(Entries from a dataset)
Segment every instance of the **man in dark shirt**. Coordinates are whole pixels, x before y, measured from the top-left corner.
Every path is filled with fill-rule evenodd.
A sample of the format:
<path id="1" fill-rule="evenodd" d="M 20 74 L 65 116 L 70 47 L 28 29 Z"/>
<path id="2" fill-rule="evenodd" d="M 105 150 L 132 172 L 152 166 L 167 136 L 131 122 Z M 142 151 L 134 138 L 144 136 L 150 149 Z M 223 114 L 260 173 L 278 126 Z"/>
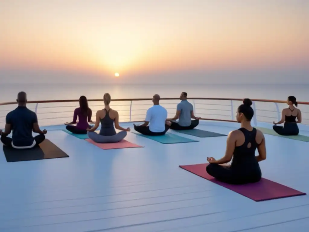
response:
<path id="1" fill-rule="evenodd" d="M 4 132 L 0 130 L 1 141 L 8 147 L 17 148 L 31 147 L 38 145 L 45 139 L 44 134 L 47 131 L 46 130 L 42 131 L 40 129 L 36 114 L 26 106 L 27 95 L 25 92 L 18 93 L 17 101 L 17 108 L 6 115 Z M 7 135 L 12 130 L 11 139 Z M 40 135 L 33 138 L 32 131 Z"/>

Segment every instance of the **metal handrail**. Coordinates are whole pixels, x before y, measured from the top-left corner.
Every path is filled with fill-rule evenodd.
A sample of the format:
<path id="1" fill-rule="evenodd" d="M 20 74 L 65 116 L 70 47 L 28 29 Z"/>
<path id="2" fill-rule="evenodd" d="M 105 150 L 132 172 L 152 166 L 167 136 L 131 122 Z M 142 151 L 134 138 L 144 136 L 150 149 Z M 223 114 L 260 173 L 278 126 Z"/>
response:
<path id="1" fill-rule="evenodd" d="M 210 120 L 210 121 L 222 121 L 222 122 L 236 122 L 236 121 L 234 120 L 235 117 L 234 117 L 233 112 L 234 112 L 234 110 L 233 109 L 233 108 L 234 107 L 234 104 L 233 104 L 233 101 L 242 101 L 243 100 L 242 99 L 240 98 L 209 98 L 209 97 L 197 97 L 197 98 L 194 98 L 194 97 L 190 97 L 188 98 L 188 100 L 193 100 L 193 105 L 194 106 L 194 110 L 195 113 L 196 110 L 203 110 L 202 109 L 200 109 L 199 108 L 196 108 L 196 105 L 198 105 L 199 104 L 201 105 L 201 103 L 196 103 L 195 102 L 195 101 L 201 100 L 210 100 L 210 101 L 229 101 L 231 102 L 231 105 L 224 105 L 226 106 L 229 106 L 230 107 L 230 110 L 220 110 L 219 109 L 205 109 L 205 110 L 225 110 L 227 111 L 230 111 L 231 113 L 231 120 L 228 120 L 225 119 L 216 119 L 216 118 L 201 118 L 201 119 L 204 120 Z M 162 98 L 161 99 L 161 100 L 179 100 L 179 98 Z M 252 118 L 252 121 L 253 124 L 256 126 L 257 123 L 257 120 L 256 119 L 256 116 L 262 116 L 262 115 L 257 115 L 256 114 L 256 111 L 257 110 L 255 106 L 255 103 L 256 102 L 269 102 L 269 103 L 273 103 L 275 104 L 276 108 L 276 109 L 277 111 L 277 117 L 278 118 L 278 120 L 280 120 L 280 117 L 281 115 L 281 112 L 279 112 L 279 109 L 278 106 L 278 103 L 286 103 L 286 101 L 281 101 L 278 100 L 267 100 L 267 99 L 251 99 L 251 100 L 253 102 L 252 107 L 253 108 L 254 110 L 254 118 Z M 129 109 L 128 109 L 126 110 L 128 111 L 129 111 L 129 114 L 128 115 L 129 116 L 129 121 L 130 122 L 132 120 L 132 117 L 133 115 L 132 115 L 132 111 L 134 111 L 134 110 L 143 110 L 143 109 L 141 109 L 138 110 L 133 110 L 132 109 L 132 102 L 134 101 L 150 101 L 152 100 L 151 98 L 125 98 L 125 99 L 112 99 L 112 101 L 128 101 L 129 102 L 128 102 L 128 105 L 125 105 L 128 106 L 129 108 Z M 88 102 L 91 102 L 91 101 L 103 101 L 103 99 L 88 99 Z M 28 104 L 36 104 L 36 105 L 35 107 L 35 111 L 36 113 L 37 113 L 37 110 L 38 109 L 38 104 L 39 103 L 62 103 L 62 102 L 77 102 L 79 101 L 78 99 L 68 99 L 68 100 L 44 100 L 44 101 L 29 101 L 27 103 Z M 301 101 L 301 102 L 298 102 L 298 103 L 299 105 L 309 105 L 309 102 L 304 102 L 304 101 Z M 2 102 L 0 103 L 0 106 L 1 105 L 15 105 L 17 104 L 16 101 L 14 102 Z M 163 103 L 163 104 L 164 103 Z M 171 103 L 170 103 L 171 104 Z M 206 104 L 209 105 L 209 104 Z M 216 105 L 215 104 L 210 104 L 210 105 Z M 218 104 L 219 105 L 221 105 L 220 104 Z M 144 105 L 144 104 L 143 104 L 143 105 Z M 116 106 L 117 105 L 115 105 L 115 106 Z M 71 106 L 73 107 L 74 106 L 69 106 L 66 105 L 66 106 L 68 107 L 70 107 Z M 44 108 L 45 107 L 43 107 L 42 108 Z M 50 108 L 50 107 L 46 107 L 46 108 Z M 50 108 L 53 108 L 52 107 Z M 266 111 L 267 110 L 266 110 Z M 276 112 L 276 111 L 273 111 L 274 112 Z M 61 112 L 53 112 L 54 113 L 61 113 Z M 305 113 L 304 112 L 304 113 Z M 41 114 L 43 114 L 44 113 L 40 113 Z M 204 114 L 205 115 L 205 114 L 205 114 L 201 113 L 201 114 L 202 115 Z M 136 116 L 136 115 L 134 115 Z M 221 116 L 226 116 L 226 115 L 221 115 Z M 226 115 L 227 116 L 227 115 Z M 266 117 L 268 118 L 272 118 L 271 117 L 269 117 L 266 116 L 263 117 Z M 48 118 L 44 118 L 43 119 L 48 119 Z"/>

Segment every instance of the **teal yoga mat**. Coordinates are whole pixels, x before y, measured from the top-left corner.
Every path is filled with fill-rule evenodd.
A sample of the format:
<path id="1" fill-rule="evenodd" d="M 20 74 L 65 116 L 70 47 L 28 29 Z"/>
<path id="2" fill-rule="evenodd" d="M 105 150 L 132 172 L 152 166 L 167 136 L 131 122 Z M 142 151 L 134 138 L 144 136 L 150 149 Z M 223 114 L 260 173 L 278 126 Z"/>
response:
<path id="1" fill-rule="evenodd" d="M 145 135 L 136 132 L 132 132 L 137 135 L 145 137 L 150 140 L 158 142 L 163 144 L 180 144 L 184 143 L 192 143 L 198 142 L 197 140 L 194 140 L 190 139 L 187 139 L 184 137 L 182 137 L 170 133 L 166 133 L 164 135 L 158 136 L 150 136 Z"/>
<path id="2" fill-rule="evenodd" d="M 84 140 L 86 139 L 89 138 L 89 137 L 88 137 L 88 135 L 87 135 L 87 134 L 73 134 L 71 131 L 69 131 L 66 130 L 66 129 L 61 130 L 62 131 L 64 131 L 66 133 L 67 133 L 69 135 L 71 135 L 76 138 L 80 139 L 81 140 Z M 98 133 L 99 131 L 96 131 L 95 132 L 97 133 Z"/>
<path id="3" fill-rule="evenodd" d="M 193 129 L 193 130 L 185 130 L 180 131 L 176 131 L 179 133 L 184 134 L 186 135 L 189 135 L 193 136 L 196 136 L 200 138 L 206 138 L 206 137 L 218 137 L 219 136 L 226 136 L 226 135 L 223 134 L 216 133 L 215 132 L 212 132 L 207 131 L 203 131 L 199 129 Z"/>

**What this task involves**
Copy out the items word for word from the beginning through the line containing "132 L 0 130", including that line. Omit the pictures from your copy.

**Output for this task**
Segment every instance of the **man in dark shirt**. Coordinates are whole pixels, x before y, measured from the top-left corner.
Every path is filled with fill-rule evenodd.
A sample of the format:
<path id="1" fill-rule="evenodd" d="M 20 74 L 65 116 L 70 47 L 28 29 Z"/>
<path id="2" fill-rule="evenodd" d="M 105 150 L 132 172 L 152 166 L 167 136 L 131 122 Z M 142 151 L 134 138 L 144 136 L 150 149 Z M 223 114 L 260 173 L 278 126 Z"/>
response:
<path id="1" fill-rule="evenodd" d="M 4 132 L 0 130 L 1 141 L 8 147 L 17 148 L 31 147 L 38 145 L 45 139 L 44 134 L 47 131 L 46 130 L 42 131 L 40 129 L 36 114 L 26 106 L 27 95 L 25 92 L 18 93 L 17 101 L 17 108 L 6 115 Z M 7 135 L 12 130 L 11 139 Z M 40 135 L 33 138 L 32 131 Z"/>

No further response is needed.